§ **SOURCE DATA**
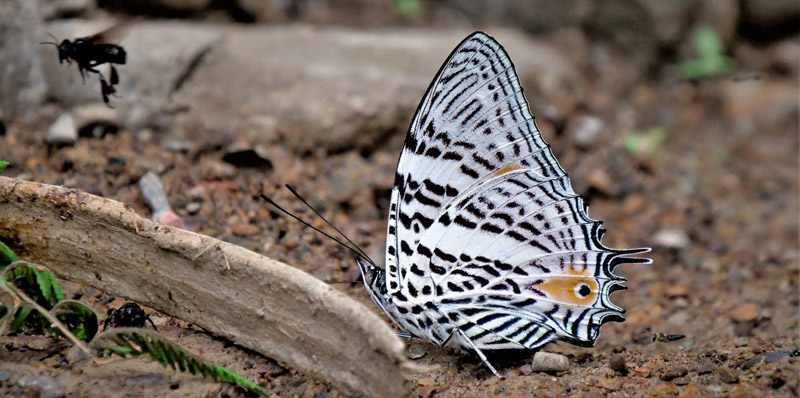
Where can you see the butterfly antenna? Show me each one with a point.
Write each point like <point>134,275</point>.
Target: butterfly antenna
<point>304,222</point>
<point>297,195</point>
<point>54,42</point>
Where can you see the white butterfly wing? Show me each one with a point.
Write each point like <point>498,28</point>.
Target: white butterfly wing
<point>484,220</point>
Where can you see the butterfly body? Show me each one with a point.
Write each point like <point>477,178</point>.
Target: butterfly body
<point>488,246</point>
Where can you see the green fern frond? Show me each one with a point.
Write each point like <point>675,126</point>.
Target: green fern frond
<point>77,317</point>
<point>132,342</point>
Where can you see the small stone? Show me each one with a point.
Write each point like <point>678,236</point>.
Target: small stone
<point>727,375</point>
<point>671,239</point>
<point>753,362</point>
<point>426,381</point>
<point>63,131</point>
<point>193,207</point>
<point>675,291</point>
<point>691,390</point>
<point>745,313</point>
<point>248,157</point>
<point>776,356</point>
<point>743,329</point>
<point>643,371</point>
<point>549,362</point>
<point>599,180</point>
<point>47,387</point>
<point>168,218</point>
<point>181,146</point>
<point>244,229</point>
<point>585,131</point>
<point>416,351</point>
<point>426,391</point>
<point>673,373</point>
<point>617,364</point>
<point>664,390</point>
<point>679,319</point>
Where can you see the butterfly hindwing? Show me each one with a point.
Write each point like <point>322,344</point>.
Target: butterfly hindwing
<point>484,225</point>
<point>473,122</point>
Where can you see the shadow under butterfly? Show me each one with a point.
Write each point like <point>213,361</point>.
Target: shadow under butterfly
<point>92,51</point>
<point>488,247</point>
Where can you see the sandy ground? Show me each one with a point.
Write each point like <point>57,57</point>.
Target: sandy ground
<point>717,198</point>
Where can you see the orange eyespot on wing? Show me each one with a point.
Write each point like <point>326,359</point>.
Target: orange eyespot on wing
<point>580,289</point>
<point>507,169</point>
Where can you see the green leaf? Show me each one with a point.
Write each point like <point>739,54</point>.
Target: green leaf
<point>77,317</point>
<point>19,318</point>
<point>39,284</point>
<point>132,342</point>
<point>50,289</point>
<point>710,60</point>
<point>6,310</point>
<point>7,256</point>
<point>408,8</point>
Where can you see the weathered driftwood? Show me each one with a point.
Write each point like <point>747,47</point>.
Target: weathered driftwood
<point>254,301</point>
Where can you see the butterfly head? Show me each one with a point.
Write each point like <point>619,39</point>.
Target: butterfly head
<point>374,280</point>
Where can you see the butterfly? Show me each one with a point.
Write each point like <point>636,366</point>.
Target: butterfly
<point>488,247</point>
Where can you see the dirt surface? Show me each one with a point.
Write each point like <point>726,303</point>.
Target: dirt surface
<point>704,172</point>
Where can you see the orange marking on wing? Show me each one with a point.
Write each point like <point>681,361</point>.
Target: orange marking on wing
<point>507,169</point>
<point>566,289</point>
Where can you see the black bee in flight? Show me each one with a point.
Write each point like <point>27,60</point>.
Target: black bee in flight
<point>90,51</point>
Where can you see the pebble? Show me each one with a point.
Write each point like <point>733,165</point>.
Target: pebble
<point>416,351</point>
<point>587,131</point>
<point>727,375</point>
<point>753,362</point>
<point>663,390</point>
<point>674,291</point>
<point>671,239</point>
<point>743,329</point>
<point>549,362</point>
<point>745,313</point>
<point>673,373</point>
<point>643,371</point>
<point>426,381</point>
<point>193,207</point>
<point>63,131</point>
<point>599,180</point>
<point>776,356</point>
<point>180,146</point>
<point>244,229</point>
<point>617,364</point>
<point>153,194</point>
<point>47,387</point>
<point>250,158</point>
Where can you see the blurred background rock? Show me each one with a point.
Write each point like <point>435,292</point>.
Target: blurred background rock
<point>678,120</point>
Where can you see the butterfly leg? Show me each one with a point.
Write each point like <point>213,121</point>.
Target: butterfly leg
<point>477,351</point>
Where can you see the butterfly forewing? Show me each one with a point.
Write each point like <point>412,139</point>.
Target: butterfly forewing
<point>485,230</point>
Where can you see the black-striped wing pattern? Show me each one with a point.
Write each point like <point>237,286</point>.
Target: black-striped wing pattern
<point>488,246</point>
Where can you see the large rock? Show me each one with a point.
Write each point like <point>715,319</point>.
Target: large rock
<point>160,56</point>
<point>338,88</point>
<point>309,88</point>
<point>22,85</point>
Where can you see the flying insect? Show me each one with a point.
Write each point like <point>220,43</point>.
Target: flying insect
<point>91,51</point>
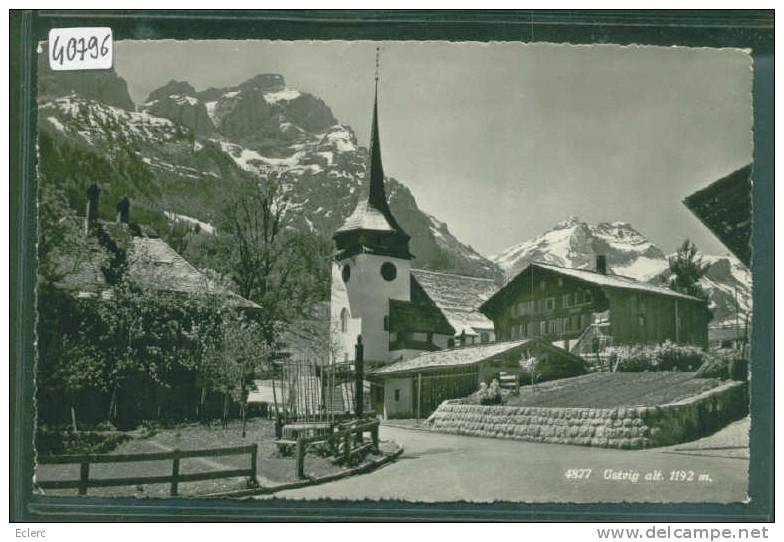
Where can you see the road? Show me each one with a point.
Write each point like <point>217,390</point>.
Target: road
<point>439,467</point>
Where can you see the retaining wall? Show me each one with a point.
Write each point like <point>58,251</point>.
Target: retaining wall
<point>622,427</point>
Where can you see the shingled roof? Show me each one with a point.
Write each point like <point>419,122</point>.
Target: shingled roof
<point>725,208</point>
<point>458,297</point>
<point>422,317</point>
<point>152,264</point>
<point>592,277</point>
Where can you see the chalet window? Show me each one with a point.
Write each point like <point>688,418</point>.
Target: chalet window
<point>388,271</point>
<point>344,320</point>
<point>585,320</point>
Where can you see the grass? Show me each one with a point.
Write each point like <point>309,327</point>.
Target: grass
<point>272,467</point>
<point>609,390</point>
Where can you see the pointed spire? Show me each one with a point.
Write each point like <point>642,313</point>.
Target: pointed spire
<point>376,195</point>
<point>374,214</point>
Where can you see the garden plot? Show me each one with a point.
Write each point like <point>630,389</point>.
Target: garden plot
<point>610,390</point>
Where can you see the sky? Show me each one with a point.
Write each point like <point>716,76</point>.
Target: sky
<point>503,140</point>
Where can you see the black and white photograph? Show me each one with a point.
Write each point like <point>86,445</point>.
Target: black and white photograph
<point>418,271</point>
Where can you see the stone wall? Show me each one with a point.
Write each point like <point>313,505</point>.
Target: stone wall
<point>622,427</point>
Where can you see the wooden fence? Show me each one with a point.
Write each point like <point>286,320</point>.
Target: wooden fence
<point>345,443</point>
<point>175,478</point>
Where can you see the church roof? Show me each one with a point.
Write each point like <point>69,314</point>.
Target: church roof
<point>366,217</point>
<point>374,213</point>
<point>458,297</point>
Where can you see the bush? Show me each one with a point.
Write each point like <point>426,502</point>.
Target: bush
<point>724,364</point>
<point>54,441</point>
<point>488,395</point>
<point>667,356</point>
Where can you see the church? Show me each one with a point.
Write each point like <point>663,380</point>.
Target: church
<point>429,336</point>
<point>398,311</point>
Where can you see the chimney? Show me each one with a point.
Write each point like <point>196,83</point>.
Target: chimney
<point>601,264</point>
<point>93,192</point>
<point>123,206</point>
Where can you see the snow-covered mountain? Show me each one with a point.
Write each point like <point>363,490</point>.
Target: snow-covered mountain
<point>185,152</point>
<point>574,243</point>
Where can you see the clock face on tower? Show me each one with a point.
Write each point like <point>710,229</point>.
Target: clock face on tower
<point>388,271</point>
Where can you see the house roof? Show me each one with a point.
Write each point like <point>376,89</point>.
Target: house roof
<point>458,297</point>
<point>423,317</point>
<point>725,208</point>
<point>152,264</point>
<point>599,279</point>
<point>463,357</point>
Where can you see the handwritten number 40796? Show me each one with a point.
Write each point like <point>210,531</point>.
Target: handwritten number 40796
<point>80,48</point>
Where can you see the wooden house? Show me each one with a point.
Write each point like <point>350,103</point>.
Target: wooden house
<point>415,387</point>
<point>577,306</point>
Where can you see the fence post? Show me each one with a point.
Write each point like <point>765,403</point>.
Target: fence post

§ **ABOUT THIS TASK**
In the listing above, find the line with "Write each point like <point>619,39</point>." and the line with "Write each point like <point>733,165</point>."; set down exactly those two lines and every line between them, nothing more.

§ **SOLUTION TO THIS PROBLEM**
Write each point like <point>619,39</point>.
Target: butterfly head
<point>374,280</point>
Where can you see the butterfly? Show me each one with a point.
Write each point like <point>636,366</point>.
Target: butterfly
<point>488,247</point>
Where can you see the dirt surface? Show me each one with a point.
Write each point like <point>726,303</point>.
Target: dirt surface
<point>704,172</point>
Where can you see the orange marking on wing? Show me each one with a point.
Write each point like <point>681,361</point>.
Target: orange marking on wing
<point>507,169</point>
<point>566,289</point>
Where can you see the black bee in flight? Show me each one with a point.
Write each point like <point>27,60</point>.
Target: black bee in flight
<point>90,51</point>
Where can you see the pebble? Show me each one with a point.
Write each point like <point>733,165</point>.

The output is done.